** begin SOURCE DATA **

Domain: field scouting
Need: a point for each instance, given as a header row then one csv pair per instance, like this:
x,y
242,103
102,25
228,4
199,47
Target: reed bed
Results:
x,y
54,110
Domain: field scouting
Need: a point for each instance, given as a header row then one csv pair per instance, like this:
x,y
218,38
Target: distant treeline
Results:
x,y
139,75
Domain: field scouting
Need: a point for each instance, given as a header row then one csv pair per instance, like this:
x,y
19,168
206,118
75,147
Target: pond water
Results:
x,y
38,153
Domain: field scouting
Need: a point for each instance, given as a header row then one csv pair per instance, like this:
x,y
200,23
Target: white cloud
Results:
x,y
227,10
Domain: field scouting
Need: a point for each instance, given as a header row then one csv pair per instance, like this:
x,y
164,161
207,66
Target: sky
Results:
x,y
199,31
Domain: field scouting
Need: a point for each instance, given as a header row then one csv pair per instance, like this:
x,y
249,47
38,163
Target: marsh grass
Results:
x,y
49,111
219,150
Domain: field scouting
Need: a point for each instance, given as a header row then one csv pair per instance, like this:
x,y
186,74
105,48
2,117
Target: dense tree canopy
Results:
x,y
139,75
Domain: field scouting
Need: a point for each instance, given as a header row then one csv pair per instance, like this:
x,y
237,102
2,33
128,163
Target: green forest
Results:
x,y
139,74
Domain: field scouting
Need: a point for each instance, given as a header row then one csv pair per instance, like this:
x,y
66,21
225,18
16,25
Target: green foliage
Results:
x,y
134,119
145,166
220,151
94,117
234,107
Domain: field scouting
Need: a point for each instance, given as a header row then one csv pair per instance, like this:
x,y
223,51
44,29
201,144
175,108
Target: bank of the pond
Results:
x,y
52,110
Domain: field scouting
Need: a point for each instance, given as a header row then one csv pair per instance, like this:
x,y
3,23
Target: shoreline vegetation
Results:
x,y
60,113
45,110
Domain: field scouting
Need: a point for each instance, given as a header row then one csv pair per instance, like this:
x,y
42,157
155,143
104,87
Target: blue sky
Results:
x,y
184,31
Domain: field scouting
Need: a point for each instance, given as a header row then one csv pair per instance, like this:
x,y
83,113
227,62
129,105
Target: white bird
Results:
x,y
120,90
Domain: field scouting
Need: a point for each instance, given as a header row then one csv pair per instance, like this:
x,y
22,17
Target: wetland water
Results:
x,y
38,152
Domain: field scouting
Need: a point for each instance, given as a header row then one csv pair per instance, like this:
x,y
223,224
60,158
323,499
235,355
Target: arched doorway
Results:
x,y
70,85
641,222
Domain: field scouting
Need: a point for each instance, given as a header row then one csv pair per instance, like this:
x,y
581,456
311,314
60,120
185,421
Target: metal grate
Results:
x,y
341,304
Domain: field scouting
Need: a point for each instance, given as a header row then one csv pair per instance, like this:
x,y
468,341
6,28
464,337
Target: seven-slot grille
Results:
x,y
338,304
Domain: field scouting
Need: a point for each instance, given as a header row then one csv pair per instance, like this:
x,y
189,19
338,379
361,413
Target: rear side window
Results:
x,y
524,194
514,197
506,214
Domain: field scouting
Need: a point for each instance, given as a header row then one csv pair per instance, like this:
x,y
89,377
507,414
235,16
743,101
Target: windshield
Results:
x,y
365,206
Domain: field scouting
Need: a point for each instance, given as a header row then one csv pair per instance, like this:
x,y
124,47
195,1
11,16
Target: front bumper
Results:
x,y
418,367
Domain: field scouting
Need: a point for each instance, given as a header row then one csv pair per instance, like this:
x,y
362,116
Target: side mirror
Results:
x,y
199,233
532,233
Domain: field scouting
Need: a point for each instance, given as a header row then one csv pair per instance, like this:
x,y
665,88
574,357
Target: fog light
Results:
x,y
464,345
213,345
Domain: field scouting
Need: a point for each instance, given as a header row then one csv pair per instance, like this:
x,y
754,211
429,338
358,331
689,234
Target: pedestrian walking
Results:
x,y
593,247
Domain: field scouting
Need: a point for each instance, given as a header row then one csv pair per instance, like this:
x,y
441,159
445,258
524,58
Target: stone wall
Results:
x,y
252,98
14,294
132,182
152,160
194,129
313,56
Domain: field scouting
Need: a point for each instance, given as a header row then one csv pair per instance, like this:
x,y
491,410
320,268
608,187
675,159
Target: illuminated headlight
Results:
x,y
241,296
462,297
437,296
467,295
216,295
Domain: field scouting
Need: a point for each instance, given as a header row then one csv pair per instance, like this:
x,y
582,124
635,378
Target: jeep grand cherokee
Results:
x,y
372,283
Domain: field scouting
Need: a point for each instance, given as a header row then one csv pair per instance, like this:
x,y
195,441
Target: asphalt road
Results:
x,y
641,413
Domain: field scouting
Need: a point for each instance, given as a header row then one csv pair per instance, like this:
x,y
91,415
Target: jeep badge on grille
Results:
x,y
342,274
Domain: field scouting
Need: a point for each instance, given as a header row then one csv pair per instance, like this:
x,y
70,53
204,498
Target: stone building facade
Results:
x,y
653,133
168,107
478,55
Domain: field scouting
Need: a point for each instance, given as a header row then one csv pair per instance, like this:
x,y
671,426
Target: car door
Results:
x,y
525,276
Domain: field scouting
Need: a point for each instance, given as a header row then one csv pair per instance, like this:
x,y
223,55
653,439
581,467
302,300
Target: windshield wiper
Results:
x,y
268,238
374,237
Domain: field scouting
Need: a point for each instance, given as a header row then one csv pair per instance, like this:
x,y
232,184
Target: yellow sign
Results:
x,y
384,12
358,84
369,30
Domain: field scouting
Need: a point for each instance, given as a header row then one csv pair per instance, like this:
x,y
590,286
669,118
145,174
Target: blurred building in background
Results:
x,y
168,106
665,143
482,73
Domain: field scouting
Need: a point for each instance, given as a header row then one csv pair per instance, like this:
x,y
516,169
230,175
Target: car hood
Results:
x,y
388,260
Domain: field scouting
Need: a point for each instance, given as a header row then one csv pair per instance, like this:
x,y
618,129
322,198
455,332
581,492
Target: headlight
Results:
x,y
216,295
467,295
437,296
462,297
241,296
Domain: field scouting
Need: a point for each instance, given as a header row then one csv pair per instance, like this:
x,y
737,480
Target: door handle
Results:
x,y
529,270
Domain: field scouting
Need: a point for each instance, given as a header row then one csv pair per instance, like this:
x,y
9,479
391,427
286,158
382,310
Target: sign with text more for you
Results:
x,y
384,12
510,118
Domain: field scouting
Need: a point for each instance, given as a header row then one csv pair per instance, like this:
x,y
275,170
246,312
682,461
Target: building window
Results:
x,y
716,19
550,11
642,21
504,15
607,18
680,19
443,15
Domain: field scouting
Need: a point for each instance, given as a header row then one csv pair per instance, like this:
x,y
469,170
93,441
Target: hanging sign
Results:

** end SOURCE DATA **

*WHAT THE TASK REQUIRES*. From the data above, list each line that includes the word "jeep".

*RESULT*.
Target: jeep grand cherokee
Target: jeep badge on grille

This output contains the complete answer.